YOUR TASKS:
- A) In the focal impulse passage, what did the musicians rule out as the cause of their problem?
- B) Repeat part of the focal impulse passage without changing a word. Begin at the words "1.1. The Focal" and stop after "solves their problem.".

SELECTED EXCERPT:
■ ■ ■ ■ ■

INTRODUCING THE FOCAL IMPULSE AND ITS THEORY

1.1. The Focal Impulse
The musicians stop in the midst of their rehearsal. Somehow the music isn’t feeling right. It seems stuck, grounded, unable to take flight. Should it be faster? No, the tempo seems about right. The problem is more elusive. “I think that we’ve been feeling the music too much in four, and the quarter-note beats are feeling like lead weights,” says one of the musicians. “Let’s try feeling it more in two.” They try it, and they agree this solves their problem.
Like most musicians, these performers had goals about the sound of the music; they found some expressive qualities desirable, others undesirable. Their ears alerted them to the problem, and their ears evaluated the solution. But although the problem itself was one of sound, the solution they adopted made no reference to sonic parameters. In fact, their one discussion of the sound in concrete, nonmetaphorical terms occurred when they rejected tempo as a possible source of the problem. Instead, they spoke in terms of an abstraction—meter—and decided to shift some kind of primary investment from one level of beat to another. But what kind of investment is this? If I had been one of those musicians, I would have had a very physical understanding of what it might mean to feel the music more in two. I would understand an investment of much of my body in the half-note level; going well beyond pressing my toe against the floor to keep time, feeling the music in two would mean filling my body with a visceral pulse that would organize the motions I made in playing the music.

■ ■ ■ ■ ■

LISTED ENTRIES:
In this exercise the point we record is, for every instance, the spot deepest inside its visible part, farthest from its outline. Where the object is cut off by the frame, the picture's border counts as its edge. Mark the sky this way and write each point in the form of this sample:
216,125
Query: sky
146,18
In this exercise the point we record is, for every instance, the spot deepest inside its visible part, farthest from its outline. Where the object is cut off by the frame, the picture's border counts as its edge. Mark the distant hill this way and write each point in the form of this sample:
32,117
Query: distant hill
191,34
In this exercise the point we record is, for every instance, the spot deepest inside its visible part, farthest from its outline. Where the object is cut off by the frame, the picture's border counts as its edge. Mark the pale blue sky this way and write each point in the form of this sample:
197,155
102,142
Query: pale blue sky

■ ■ ■ ■ ■

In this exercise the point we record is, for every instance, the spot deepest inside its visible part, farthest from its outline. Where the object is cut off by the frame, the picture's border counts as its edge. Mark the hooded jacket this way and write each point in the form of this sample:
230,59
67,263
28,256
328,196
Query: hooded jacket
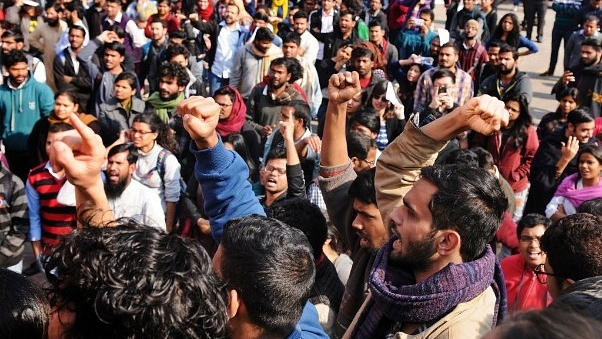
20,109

■ ■ ■ ■ ■

PER-TASK ANSWERS:
- A) They ruled out tempo.

- B)
1.1. The Focal Impulse
The musicians stop in the midst of their rehearsal. Somehow the music isn’t feeling right. It seems stuck, grounded, unable to take flight. Should it be faster? No, the tempo seems about right. The problem is more elusive. “I think that we’ve been feeling the music too much in four, and the quarter-note beats are feeling like lead weights,” says one of the musicians. “Let’s try feeling it more in two.” They try it, and they agree this solves their problem.